[ESERCIZIO PROPOSTO 1]
Ricopia fedelmente le righe dei record dall'inizio fino alla riga che contiene "The sample here", inclusa quest'ultima.
═════ BRANO FORNITO
Le principali novità introdotte dalla Legge Capitali

Aggiornamento: 3 apr 2024

È stato pubblicato in Gazzetta Ufficiale il testo della L. 5 marzo 2024, n. 21 recante “interventi a sostegno della competitività dei capitali e delega al Governo per la riforma organica delle disposizioni in materia di mercati dei capitali recate dal testo unico di cui al Decreto Legislativo 24 febbraio 1998, n. 58, e delle disposizioni in materia di società di capitali contenute nel codice civile applicabili anche agli emittenti” (la “Legge”), che entrerà in vigore a far data dal 27 marzo 2024. L’obiettivo ultimo è quello di rendere il mercato finanziario nazionale più attraente nonché quello di agevolare la quotazione in borsa delle PMI. Di seguito alcune delle principali innovazioni introdotte con il provvedimento in esame.
══════════
[ESERCIZIO PROPOSTO 2]
Indica se ciascuna delle seguenti affermazioni concorda con il testo sulla Legge Capitali, rispondendo sì o no e citando alla lettera le parole decisive: (a) la Legge entra in vigore a partire dal 27 marzo 2024; (b) la Legge porta il numero 58; (c) tra gli obiettivi della Legge c'è agevolare la quotazione in borsa delle PMI.
═════ DATI DI PARTENZA
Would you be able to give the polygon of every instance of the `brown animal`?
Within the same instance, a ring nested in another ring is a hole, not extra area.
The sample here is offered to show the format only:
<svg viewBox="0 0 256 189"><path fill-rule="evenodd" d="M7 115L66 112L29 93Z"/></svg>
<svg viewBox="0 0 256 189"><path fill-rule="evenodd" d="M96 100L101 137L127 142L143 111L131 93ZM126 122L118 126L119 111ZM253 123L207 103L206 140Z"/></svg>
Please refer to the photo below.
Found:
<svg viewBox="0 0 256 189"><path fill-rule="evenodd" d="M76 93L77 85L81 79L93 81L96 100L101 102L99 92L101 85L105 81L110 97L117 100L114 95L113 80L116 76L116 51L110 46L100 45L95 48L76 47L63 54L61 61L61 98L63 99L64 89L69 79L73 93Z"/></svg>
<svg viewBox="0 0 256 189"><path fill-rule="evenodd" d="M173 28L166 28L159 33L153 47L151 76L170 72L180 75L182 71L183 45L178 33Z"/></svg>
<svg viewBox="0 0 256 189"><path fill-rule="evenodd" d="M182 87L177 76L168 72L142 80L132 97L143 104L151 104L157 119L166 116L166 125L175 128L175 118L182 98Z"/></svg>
══════════
[SOLUZIONE SVOLTA 1]
Would you be able to give the polygon of every instance of the `brown animal`?
Within the same instance, a ring nested in another ring is a hole, not extra area.
The sample here is offered to show the format only:

[SOLUZIONE SVOLTA 2]
(a) Sì: «che entrerà in vigore a far data dal 27 marzo 2024».
(b) No: «L. 5 marzo 2024, n. 21».
(c) Sì: «agevolare la quotazione in borsa delle PMI».